=== Section Start ===

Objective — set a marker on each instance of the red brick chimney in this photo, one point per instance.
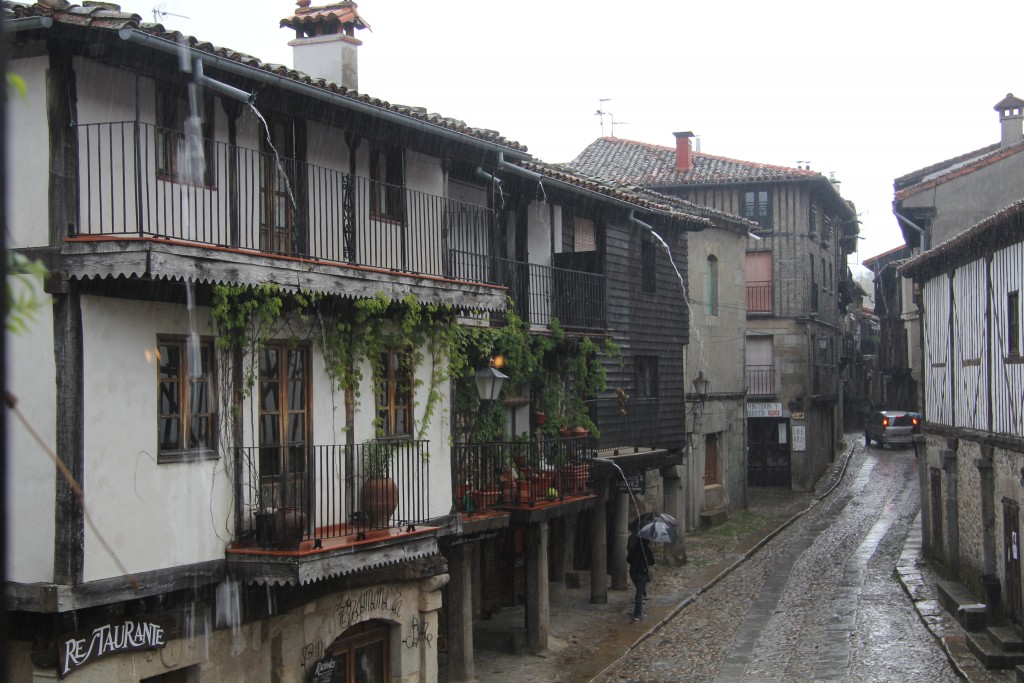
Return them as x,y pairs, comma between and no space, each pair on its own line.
684,151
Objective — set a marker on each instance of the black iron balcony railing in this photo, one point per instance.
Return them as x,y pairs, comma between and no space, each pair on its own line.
326,492
137,179
627,424
540,293
504,474
761,380
759,297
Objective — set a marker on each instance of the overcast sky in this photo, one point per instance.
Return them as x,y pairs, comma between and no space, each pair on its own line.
867,90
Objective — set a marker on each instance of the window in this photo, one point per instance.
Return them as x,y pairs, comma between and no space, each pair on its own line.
185,414
757,207
184,141
359,654
760,367
584,235
387,177
759,284
645,376
712,286
394,395
284,425
648,271
1014,324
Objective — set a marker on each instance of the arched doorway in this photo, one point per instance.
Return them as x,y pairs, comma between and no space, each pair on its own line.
358,655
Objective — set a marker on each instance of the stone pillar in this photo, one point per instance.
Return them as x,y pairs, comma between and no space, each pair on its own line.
430,602
460,612
951,513
675,506
984,465
620,538
598,547
538,607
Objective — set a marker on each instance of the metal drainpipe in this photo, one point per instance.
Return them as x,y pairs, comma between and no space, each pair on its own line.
921,231
308,90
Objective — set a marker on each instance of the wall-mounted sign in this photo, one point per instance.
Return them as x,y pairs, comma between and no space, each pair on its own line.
102,641
764,410
799,437
636,481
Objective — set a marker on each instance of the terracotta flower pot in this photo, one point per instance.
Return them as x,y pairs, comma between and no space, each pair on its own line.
380,499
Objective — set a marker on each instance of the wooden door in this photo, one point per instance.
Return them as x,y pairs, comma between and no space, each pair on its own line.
1012,559
711,460
284,426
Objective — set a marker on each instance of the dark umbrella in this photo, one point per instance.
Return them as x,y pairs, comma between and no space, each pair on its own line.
657,531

=== Section End ===

▶ _PROBLEM DETAILS_: Nothing but the pictures is to be left out; the rest of the listing should be copied exactly.

▶ _RESPONSE FOR THIS EXERCISE_:
Objective — set a marker on each instance of the red brick chimney in this photo, one point per instance.
Return them as x,y pairs, comma between and no space, each pair on its own line.
684,151
Objective — set a marker on each instance of the black iron balcony railing in this photo, one point per instance.
Return them as x,y pairs, comma between and no space, each pair on its own line.
326,492
137,179
627,424
540,293
504,474
761,380
759,297
Objective — set a marker on each instance of the overcast sky in this photo, one point per instance.
Return them as x,y pairs, comma between and no space, each pair on its own line.
867,90
Objective — set a marker on each instance of the window in this photo, one point per instance.
Return them as x,y pairs, comma between and no space, each pair on its own line.
185,414
757,207
184,141
359,654
760,367
584,235
387,177
759,284
645,376
712,286
394,395
284,425
648,271
1014,324
Objective — set a marker on each instance of the arched doorway in this photo, one point per instance.
Return them as x,y pairs, comma between and no space, each pair on its own line.
358,655
Objective — set a marker on each instance of the stone pillar in this photo, one point per instance.
Return them as x,y pairs, comma between and no space, each pair on its own line.
430,602
460,612
951,513
675,506
984,465
620,538
598,547
538,607
Objective — set a marker on each instance of the metal drainpipe in this photo, one point per instance.
Return them as x,y pairs, comma between and no space, each pair on its own line.
921,231
308,90
Objective — set a marker on each instance of the wall-mounted sign in this photo, one point per instance.
Return them as x,y pairs, comma between and no space, each pair on its own line.
102,641
764,410
799,437
636,481
Objective — set a marker on each instance of the terracotta flower pot in this photo, one point per instance.
Return them as x,y pairs, comma between and no space, each pair on its own line.
380,499
Objective — set a marker on each instance of the wooden door in this photo, one point per instance.
Return them as x,y pairs, comma between and no space, each pair on its own line.
1012,559
711,460
284,426
Objective — set a marker on each instance of the dark umbrella in this photo, one point per instance.
Return them as x,y pairs, comma between and no space, each pair on its own line.
657,531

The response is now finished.